** Try it **
Reproduce the records. Keep every word exact and include no images.

═════ Data

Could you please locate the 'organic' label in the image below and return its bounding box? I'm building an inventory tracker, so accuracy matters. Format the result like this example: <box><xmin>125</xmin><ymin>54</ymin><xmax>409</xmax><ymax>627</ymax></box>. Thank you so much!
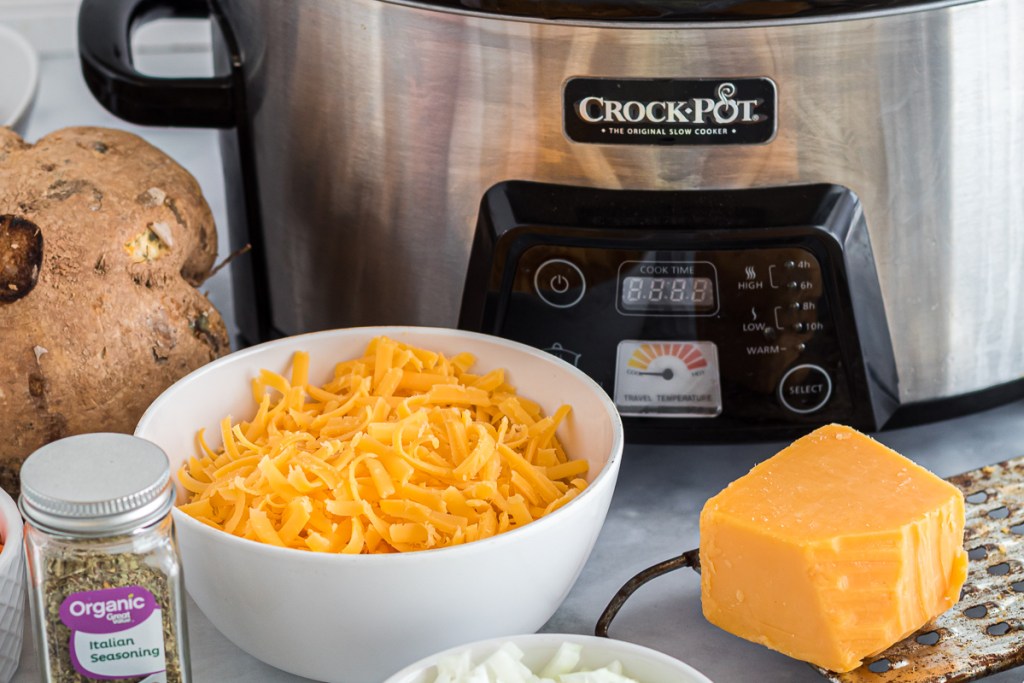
<box><xmin>59</xmin><ymin>585</ymin><xmax>168</xmax><ymax>681</ymax></box>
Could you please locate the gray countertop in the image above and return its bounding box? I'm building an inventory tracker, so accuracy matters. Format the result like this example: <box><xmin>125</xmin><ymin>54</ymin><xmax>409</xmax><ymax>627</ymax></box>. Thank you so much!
<box><xmin>15</xmin><ymin>400</ymin><xmax>1024</xmax><ymax>683</ymax></box>
<box><xmin>11</xmin><ymin>52</ymin><xmax>1024</xmax><ymax>683</ymax></box>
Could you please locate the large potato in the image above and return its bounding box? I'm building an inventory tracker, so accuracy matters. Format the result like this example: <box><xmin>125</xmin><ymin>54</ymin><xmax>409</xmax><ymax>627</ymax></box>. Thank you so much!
<box><xmin>0</xmin><ymin>127</ymin><xmax>230</xmax><ymax>494</ymax></box>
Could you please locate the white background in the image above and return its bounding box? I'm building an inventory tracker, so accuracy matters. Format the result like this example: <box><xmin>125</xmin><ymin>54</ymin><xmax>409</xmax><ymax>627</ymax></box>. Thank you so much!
<box><xmin>0</xmin><ymin>0</ymin><xmax>211</xmax><ymax>58</ymax></box>
<box><xmin>5</xmin><ymin>4</ymin><xmax>1024</xmax><ymax>683</ymax></box>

══════════

** Solution below **
Could you please locate the 'organic' label in the image below and return its bounding box? I'm building an inventory tracker, so accuracy matters. Format the result like this example: <box><xmin>125</xmin><ymin>54</ymin><xmax>409</xmax><ymax>627</ymax></box>. Thank you so much!
<box><xmin>59</xmin><ymin>585</ymin><xmax>168</xmax><ymax>681</ymax></box>
Could you please locate the gray countertop in the image above and return its bounding box? I'm building an inventory tracker, so accuracy matters. Format the result like this example: <box><xmin>125</xmin><ymin>54</ymin><xmax>409</xmax><ymax>627</ymax></box>. Thank you so much!
<box><xmin>15</xmin><ymin>400</ymin><xmax>1024</xmax><ymax>683</ymax></box>
<box><xmin>11</xmin><ymin>52</ymin><xmax>1024</xmax><ymax>683</ymax></box>
Could you please locate the large potato in the image above and return its bounding box? I'm building an inventory tracker, so accuracy matters. Format the result like this example: <box><xmin>125</xmin><ymin>54</ymin><xmax>409</xmax><ymax>627</ymax></box>. Thank you so much!
<box><xmin>0</xmin><ymin>127</ymin><xmax>230</xmax><ymax>494</ymax></box>
Could you please locate the white background in the image above and return its bounding box? I'm building an inventory tracker, so accuracy matters. Format the result like this example: <box><xmin>125</xmin><ymin>54</ymin><xmax>409</xmax><ymax>627</ymax></box>. Thank you so much!
<box><xmin>0</xmin><ymin>0</ymin><xmax>211</xmax><ymax>58</ymax></box>
<box><xmin>5</xmin><ymin>4</ymin><xmax>1024</xmax><ymax>683</ymax></box>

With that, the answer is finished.